Definition:Geodesic

Definition

Let $M$ be a smooth manifold with or without boundary.

Let $I \subseteq \R$ be a real interval.

Let $\gamma : I \to M$ be a smooth curve on $M$.

Let $\gamma'$ be the velocity of $\gamma$.

Let $\nabla$ be a connection on $M$.

Let $D_t$ be the covariant derivative along $\gamma$ with respect to $\nabla$.

Suppose:

$\forall t \in I : D_t \gamma' = 0$.

Then $\gamma$ is called the geodesic (with respect to $\nabla$).

This article is complete as far as it goes, but it could do with expansion. In particular: add an "informal" definition to the effect that a geodesic is an arc on a surface between two points which is the shortest curve between those two points, as this brings it into the context that is generally understood by the non-mathematical reader I think an elementary definition for the geodesic on a surface $S \subset \R^3$ is wished. You can help $\mathsf{Pr} \infty \mathsf{fWiki}$ by adding this information. To discuss this page in more detail, feel free to use the talk page. When this work has been completed, you may remove this instance of {{Expand}} from the code. If you would welcome a second opinion as to whether your work is correct, add a call to {{Proofread}} the page.

________________________

▶ [TASK 1]:
Reproduce the part of the geodesic definition from "Let $I \subseteq" down to "D_t \gamma' = 0$.".
▶ [TASK 2]:
Summarize the geodesic definition in two sentences.

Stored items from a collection

________________________

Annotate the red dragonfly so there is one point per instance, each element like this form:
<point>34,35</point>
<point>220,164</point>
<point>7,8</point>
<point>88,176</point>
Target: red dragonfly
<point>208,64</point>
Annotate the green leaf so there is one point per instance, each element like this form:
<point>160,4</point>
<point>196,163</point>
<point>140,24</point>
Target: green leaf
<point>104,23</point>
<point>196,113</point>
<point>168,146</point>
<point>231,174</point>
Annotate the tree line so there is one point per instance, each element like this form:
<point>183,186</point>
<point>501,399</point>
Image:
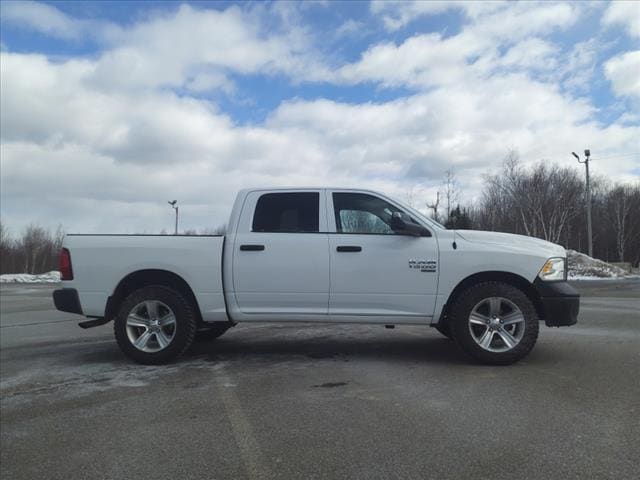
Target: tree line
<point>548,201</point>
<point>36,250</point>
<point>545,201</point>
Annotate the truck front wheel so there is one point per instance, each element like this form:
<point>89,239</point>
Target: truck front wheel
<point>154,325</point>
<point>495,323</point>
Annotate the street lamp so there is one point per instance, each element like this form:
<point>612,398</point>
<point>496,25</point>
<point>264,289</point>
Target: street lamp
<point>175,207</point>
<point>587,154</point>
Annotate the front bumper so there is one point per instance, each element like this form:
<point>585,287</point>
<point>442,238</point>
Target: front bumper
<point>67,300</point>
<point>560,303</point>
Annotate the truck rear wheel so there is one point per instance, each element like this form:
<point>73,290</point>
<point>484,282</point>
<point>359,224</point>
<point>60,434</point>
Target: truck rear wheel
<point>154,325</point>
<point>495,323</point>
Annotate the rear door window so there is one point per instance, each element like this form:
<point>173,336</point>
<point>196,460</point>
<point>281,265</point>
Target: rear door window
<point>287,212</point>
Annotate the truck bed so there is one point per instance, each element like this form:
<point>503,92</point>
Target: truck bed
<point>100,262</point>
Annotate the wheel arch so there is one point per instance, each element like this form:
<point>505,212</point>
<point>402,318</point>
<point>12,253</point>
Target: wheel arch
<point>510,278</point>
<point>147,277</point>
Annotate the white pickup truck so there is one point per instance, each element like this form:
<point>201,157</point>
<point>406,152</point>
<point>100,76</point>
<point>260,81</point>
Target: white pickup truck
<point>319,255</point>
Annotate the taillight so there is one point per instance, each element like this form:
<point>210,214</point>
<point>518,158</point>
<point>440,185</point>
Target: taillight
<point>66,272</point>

________________________

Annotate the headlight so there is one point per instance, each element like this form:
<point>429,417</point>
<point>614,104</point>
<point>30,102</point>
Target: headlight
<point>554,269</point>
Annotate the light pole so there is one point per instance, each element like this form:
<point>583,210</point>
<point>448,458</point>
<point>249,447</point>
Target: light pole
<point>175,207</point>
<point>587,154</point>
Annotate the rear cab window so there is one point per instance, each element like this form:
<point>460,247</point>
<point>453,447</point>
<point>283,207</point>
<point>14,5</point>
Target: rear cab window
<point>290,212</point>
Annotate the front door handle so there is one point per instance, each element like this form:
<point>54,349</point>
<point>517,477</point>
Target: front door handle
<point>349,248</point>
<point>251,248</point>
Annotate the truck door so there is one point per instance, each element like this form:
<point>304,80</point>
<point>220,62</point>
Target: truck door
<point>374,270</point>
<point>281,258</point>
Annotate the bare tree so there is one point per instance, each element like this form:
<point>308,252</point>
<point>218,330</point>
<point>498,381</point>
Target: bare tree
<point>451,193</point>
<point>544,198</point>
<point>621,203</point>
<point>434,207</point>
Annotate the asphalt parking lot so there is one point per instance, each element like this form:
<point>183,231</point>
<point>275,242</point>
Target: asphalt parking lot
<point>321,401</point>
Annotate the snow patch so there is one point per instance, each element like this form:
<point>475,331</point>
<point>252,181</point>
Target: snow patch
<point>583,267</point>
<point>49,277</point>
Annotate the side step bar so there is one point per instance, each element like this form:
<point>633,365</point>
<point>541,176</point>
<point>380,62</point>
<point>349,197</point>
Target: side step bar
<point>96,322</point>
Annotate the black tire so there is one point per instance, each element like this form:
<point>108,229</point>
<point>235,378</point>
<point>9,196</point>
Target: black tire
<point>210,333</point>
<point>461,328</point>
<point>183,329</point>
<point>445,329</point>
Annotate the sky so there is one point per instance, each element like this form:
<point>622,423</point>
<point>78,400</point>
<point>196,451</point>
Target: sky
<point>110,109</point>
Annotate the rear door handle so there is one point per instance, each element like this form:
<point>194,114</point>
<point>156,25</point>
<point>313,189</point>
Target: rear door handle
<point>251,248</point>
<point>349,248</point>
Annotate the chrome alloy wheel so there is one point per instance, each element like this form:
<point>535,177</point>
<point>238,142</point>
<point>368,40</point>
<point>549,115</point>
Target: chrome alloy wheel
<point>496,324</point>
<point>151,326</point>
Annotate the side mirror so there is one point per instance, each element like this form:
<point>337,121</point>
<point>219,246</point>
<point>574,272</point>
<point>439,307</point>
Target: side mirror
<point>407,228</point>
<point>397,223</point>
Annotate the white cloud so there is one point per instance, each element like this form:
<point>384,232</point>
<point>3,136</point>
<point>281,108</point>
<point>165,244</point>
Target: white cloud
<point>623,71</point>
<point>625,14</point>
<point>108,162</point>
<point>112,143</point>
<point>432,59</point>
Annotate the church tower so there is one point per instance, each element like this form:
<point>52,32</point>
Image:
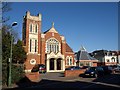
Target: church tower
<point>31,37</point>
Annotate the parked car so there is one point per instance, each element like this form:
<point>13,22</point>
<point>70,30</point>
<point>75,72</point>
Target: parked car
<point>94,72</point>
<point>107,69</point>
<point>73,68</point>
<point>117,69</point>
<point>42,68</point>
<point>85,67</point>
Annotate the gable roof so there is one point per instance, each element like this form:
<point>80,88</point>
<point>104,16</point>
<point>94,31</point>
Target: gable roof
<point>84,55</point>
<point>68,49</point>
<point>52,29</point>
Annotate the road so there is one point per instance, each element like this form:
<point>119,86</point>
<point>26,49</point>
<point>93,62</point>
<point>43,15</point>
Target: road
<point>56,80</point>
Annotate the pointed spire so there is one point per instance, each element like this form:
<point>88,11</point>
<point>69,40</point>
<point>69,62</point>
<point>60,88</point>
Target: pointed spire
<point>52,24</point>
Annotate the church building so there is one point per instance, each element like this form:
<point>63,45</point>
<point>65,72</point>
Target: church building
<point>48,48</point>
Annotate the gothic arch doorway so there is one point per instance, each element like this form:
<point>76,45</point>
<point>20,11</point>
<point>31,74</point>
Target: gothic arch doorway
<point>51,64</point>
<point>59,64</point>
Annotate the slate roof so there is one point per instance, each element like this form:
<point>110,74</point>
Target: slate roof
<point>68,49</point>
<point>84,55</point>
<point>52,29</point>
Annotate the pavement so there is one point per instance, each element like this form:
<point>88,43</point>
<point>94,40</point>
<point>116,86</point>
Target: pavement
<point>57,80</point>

________________________

▶ [RESPONSE 1]:
Let $I \subseteq \R$ be a real interval.

Let $\gamma : I \to M$ be a smooth curve on $M$.

Let $\gamma'$ be the velocity of $\gamma$.

Let $\nabla$ be a connection on $M$.

Let $D_t$ be the covariant derivative along $\gamma$ with respect to $\nabla$.

Suppose:

$\forall t \in I : D_t \gamma' = 0$.

▶ [RESPONSE 2]:
A smooth curve γ on a smooth manifold M, defined on a real interval I, is called a geodesic with respect to a connection ∇ on M when the covariant derivative of its velocity along γ equals zero for every t in I. The page notes that it could be expanded with an informal definition describing a geodesic as an arc on a surface that is the shortest curve between two points.